What is asked: Start with the line containing "house with a point in the photo above." and write out each line through the end of the listing, exactly as given.

-- start of Information supplied --

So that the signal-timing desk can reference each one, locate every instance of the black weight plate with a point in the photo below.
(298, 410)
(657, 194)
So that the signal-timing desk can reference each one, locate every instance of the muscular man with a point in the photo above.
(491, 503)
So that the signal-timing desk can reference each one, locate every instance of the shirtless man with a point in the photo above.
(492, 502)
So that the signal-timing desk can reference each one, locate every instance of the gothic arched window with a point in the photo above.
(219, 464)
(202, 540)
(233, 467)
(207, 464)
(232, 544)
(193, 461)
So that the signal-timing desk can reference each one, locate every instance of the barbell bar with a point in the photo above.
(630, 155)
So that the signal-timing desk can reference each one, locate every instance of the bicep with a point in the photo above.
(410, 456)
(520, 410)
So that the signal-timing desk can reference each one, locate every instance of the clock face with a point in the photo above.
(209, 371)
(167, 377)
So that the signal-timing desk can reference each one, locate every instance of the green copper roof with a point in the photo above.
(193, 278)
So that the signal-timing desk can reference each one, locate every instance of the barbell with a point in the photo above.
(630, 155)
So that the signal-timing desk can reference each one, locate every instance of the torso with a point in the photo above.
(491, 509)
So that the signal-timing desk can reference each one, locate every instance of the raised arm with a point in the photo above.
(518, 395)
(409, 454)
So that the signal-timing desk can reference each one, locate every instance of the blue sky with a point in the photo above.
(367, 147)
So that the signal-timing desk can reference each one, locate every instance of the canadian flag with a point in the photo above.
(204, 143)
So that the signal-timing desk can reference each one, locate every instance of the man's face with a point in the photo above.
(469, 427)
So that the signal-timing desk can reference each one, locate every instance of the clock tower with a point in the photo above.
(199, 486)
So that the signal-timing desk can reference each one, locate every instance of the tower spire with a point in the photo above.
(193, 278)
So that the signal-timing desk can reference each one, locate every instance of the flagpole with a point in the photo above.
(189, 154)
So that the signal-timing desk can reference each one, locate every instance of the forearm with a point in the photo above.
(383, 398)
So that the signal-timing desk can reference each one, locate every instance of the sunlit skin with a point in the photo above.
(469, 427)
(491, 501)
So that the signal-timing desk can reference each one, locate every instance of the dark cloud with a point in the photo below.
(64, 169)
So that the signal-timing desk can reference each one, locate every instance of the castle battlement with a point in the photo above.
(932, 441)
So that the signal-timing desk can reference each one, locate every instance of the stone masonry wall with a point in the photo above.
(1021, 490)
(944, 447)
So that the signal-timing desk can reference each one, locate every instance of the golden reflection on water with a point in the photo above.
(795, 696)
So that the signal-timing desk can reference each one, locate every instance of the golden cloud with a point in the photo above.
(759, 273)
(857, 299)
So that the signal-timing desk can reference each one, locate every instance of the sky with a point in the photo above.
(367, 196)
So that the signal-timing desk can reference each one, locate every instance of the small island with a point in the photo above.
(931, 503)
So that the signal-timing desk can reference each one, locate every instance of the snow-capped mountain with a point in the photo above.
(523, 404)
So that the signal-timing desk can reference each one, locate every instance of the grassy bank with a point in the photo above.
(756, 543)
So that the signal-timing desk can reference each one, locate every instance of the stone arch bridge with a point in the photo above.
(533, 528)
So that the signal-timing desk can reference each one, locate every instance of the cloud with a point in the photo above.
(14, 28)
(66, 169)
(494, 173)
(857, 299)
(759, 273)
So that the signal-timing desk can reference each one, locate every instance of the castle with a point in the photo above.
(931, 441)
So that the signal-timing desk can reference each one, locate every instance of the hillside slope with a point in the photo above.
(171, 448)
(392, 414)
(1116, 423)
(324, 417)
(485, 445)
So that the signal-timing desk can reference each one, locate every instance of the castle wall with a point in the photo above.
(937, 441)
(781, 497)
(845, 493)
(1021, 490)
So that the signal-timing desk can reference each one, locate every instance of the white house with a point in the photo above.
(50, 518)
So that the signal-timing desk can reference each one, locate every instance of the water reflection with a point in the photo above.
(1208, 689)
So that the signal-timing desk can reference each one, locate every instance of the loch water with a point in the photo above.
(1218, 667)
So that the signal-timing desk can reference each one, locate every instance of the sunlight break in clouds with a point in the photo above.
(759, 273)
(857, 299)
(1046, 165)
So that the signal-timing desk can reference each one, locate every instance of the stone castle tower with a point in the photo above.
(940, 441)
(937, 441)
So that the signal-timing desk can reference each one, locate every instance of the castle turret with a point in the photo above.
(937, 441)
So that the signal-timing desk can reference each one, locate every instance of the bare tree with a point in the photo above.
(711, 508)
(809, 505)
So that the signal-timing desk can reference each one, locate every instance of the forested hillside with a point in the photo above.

-- end of Information supplied --

Reply:
So that the signal-timing desk can reference each one, locate every instance of the white house with a point in the photo above.
(50, 518)
So that the signal-timing desk can reference each one, locate every instance of the water reflection with a point in the photo above.
(1208, 689)
So that the signal-timing desk can reference each one, locate every instance of the loch water with a point in the photo above.
(1218, 667)
So that the signal-timing desk can reference each one, locate every instance of the sunlight break in clouds with a point in the photo above.
(759, 273)
(857, 299)
(1046, 165)
So that the signal-timing desk can reference each one, locate every instance of the stone castle tower with a point in the photo above.
(940, 441)
(937, 441)
So that the signal-timing desk can reference each one, locate every instance of the castle turret with a point in the photo above.
(937, 441)
So that the signal-timing desk can reference each one, locate every instance of the bare tree with a point in the photo above.
(711, 508)
(809, 505)
So that the signal-timing desk can reference each one, locate every instance of the forested hillside with a point in the photo above.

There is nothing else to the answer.